WRITTEN TASK — Copy out in full every line below that contains the word "container".

ITEMS —
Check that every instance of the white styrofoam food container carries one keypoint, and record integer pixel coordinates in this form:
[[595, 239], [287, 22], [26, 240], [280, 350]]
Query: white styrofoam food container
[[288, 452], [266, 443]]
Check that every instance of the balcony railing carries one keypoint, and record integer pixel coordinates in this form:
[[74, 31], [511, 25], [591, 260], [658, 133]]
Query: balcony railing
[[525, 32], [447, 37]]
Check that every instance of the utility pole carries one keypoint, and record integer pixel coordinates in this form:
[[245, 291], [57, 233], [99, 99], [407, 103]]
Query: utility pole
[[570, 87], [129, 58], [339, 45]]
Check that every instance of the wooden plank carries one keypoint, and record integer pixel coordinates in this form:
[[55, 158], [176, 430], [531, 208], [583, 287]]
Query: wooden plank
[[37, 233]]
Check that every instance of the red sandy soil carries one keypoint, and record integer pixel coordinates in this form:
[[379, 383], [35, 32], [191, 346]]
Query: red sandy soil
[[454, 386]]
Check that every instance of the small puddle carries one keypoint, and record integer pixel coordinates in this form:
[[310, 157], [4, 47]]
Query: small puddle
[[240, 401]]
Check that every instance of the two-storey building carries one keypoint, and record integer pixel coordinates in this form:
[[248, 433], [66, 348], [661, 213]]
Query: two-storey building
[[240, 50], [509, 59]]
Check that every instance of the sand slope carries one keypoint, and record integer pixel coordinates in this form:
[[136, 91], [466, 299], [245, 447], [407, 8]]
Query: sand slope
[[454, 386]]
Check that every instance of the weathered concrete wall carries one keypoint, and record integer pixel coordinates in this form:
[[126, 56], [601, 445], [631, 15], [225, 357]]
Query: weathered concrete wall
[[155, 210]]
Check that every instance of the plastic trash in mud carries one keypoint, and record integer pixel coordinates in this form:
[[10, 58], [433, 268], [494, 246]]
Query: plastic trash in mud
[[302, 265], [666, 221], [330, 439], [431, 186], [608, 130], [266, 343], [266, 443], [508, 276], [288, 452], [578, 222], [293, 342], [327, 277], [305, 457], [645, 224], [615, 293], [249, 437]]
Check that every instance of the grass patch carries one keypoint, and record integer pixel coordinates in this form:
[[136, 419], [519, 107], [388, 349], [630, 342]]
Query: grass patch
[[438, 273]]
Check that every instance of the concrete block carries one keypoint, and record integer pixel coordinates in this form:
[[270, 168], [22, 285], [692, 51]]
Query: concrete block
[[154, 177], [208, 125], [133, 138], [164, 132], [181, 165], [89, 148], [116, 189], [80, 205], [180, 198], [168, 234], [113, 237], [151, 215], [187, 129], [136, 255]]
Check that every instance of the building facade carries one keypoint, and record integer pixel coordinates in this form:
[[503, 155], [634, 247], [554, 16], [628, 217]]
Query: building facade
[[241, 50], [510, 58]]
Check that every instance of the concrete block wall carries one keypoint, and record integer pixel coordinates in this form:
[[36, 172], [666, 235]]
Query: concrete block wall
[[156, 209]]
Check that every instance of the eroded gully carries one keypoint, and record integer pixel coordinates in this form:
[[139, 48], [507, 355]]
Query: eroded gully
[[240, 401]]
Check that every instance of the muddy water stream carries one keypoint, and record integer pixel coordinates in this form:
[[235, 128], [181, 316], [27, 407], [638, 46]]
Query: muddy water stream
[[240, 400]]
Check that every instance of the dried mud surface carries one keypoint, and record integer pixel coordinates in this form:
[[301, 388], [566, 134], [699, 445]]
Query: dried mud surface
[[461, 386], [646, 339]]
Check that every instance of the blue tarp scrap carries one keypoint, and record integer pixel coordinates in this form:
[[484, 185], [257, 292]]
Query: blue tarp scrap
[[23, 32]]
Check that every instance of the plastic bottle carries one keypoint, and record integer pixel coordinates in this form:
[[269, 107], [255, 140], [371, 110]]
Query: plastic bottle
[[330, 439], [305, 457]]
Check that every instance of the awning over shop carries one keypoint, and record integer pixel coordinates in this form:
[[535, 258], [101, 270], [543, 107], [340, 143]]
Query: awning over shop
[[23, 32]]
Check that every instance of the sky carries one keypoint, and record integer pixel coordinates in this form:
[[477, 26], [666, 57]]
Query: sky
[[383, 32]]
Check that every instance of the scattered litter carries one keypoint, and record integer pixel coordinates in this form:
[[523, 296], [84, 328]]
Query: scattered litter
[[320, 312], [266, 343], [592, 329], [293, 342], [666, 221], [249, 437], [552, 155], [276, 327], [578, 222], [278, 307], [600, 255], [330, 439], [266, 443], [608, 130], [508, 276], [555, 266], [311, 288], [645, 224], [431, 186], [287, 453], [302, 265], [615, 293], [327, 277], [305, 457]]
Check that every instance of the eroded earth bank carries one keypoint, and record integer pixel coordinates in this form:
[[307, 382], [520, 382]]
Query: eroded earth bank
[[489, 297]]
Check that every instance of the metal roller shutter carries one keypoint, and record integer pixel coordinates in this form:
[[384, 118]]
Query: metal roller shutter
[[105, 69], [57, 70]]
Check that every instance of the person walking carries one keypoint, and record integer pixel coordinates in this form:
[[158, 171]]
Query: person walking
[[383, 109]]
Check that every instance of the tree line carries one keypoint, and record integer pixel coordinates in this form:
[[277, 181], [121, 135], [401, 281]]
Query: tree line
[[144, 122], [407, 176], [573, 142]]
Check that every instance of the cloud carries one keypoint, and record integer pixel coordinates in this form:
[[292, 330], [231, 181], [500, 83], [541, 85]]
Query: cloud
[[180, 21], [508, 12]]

--

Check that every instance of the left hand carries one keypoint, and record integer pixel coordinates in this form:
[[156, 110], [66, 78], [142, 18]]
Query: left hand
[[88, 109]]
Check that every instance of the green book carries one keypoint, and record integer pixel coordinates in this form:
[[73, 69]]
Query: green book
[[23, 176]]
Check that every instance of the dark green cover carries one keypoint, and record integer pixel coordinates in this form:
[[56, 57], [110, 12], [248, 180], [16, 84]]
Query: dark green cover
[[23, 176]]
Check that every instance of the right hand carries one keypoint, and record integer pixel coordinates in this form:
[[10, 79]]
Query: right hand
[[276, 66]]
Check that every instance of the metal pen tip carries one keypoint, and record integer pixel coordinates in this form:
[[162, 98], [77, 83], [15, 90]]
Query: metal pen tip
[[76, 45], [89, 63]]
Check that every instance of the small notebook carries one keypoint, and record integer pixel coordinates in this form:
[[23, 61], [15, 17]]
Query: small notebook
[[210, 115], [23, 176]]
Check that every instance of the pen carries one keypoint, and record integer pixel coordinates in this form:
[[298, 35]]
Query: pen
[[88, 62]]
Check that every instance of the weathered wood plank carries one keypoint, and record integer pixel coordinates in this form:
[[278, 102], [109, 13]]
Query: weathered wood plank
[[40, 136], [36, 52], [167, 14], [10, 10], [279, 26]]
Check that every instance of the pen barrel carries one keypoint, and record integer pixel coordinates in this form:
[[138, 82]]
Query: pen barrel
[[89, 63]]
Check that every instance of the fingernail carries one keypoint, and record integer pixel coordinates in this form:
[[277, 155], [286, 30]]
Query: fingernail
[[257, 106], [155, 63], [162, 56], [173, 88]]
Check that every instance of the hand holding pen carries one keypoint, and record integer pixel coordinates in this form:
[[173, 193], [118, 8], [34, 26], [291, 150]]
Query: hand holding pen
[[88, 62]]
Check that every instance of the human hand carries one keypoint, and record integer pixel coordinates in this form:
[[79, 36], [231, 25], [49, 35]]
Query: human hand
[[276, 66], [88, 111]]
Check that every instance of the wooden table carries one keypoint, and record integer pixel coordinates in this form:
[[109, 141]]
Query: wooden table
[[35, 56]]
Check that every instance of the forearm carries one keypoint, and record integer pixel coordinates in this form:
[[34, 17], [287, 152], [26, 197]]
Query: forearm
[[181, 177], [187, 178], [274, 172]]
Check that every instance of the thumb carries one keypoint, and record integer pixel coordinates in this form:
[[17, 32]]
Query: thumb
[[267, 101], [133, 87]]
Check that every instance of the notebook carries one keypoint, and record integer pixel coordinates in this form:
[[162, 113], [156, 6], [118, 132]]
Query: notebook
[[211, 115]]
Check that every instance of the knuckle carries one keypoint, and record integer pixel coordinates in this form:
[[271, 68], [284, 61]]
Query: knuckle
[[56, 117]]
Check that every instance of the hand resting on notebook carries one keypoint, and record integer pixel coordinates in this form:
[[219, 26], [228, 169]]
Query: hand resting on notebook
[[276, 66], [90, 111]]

SOLUTION TO THIS PROBLEM —
Check that every instance of the white styrofoam food container carries one keypoint, and record integer pixel coordinates in this form:
Query: white styrofoam food container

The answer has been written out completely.